**Passage for review:**
+++++

My mother knew where to pinch a crab to unravel its innards.
Content Advisory: This story contains mature themes.
I was disappointed when I learnt that people don’t like their faces to be studied when they eat. As a child, eating was only exciting if I could imitate how adults ate. Especially those that looked like adults but were closer to us in age: older cousins on the cusp of their teens, with their fledgling facial hair and cracked voices. I also enjoyed watching my father eat, particularly bone marrow. His temples bobbed in and out of his forehead and I was often tempted to touch that little delicate dot.
Adults were oblivious to the power they had over knowing what to order, how to eat, and how quickly to eat. They fed themselves—and us—with as much inattention as possible, wiping clean whatever was on their plate, while also doing far more demanding tasks simultaneously.
When I was seven, I was told by my mother’s sisters that she used to drink fish like a cat. They’ve seen her slurp down a plate of fish curry to the point where washing the plate would have been unnecessary. My father says that when she was pregnant with me, she’d polish off a whole plate of fried bolenjir or silver fish in seconds, like both Tom and Jerry would. When I imagine the bolenjir on hot Mangalore afternoons, I see them stacked like crispy chaklis on a steel plate, gleaming like the teeth in Happy Dent chewing gum ads. Her sisters also tell me that she knew where to pinch a crab to make it confess its complete innards, how to crack it open even with a fragile fist. This is a version of my mother I will never know.
I was still seven when I watched her roll around on the floor of a temple in a yellow saree. My father watched angrily, muttering curses and adjusting her pallu. She had given up on placating him but more importantly, she had given up on fish. I learnt later that this is called mada snana, a practice involving rolling on plantain leaves after the food served on it was eaten by Brahmins. She was hellbent on doing this, much to family protests, because a poojari had convinced her it was the only way to save her jaundiced three-month-old infant who lay dying in a hospital. Eggs, meat, seafood—all things she loved eating had to be given up.

+++++

**Information supplied:**
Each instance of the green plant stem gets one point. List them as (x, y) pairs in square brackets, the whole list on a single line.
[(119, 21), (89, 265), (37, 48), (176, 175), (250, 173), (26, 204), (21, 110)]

+++++

**Work instructions:**
• a. Please answer these about the memoir excerpt:
(i) What did the mother polish off a whole plate of when she was pregnant?
(ii) What color was the saree she wore at the temple?
(iii) How old was the infant who lay dying in a hospital?
• b. Rewrite the part of the memoir excerpt starting at "Content Advisory: This" and ending at "demanding tasks simultaneously.", changing "bone marrow" to "fish heads".
The data has no connection to the memoir excerpt.

**Activity answers:**
• a.
(i) Fried bolenjir, or silver fish
(ii) Yellow
(iii) Three months old

• b.
Content Advisory: This story contains mature themes.
I was disappointed when I learnt that people don’t like their faces to be studied when they eat. As a child, eating was only exciting if I could imitate how adults ate. Especially those that looked like adults but were closer to us in age: older cousins on the cusp of their teens, with their fledgling facial hair and cracked voices. I also enjoyed watching my father eat, particularly fish heads. His temples bobbed in and out of his forehead and I was often tempted to touch that little delicate dot.
Adults were oblivious to the power they had over knowing what to order, how to eat, and how quickly to eat. They fed themselves—and us—with as much inattention as possible, wiping clean whatever was on their plate, while also doing far more demanding tasks simultaneously.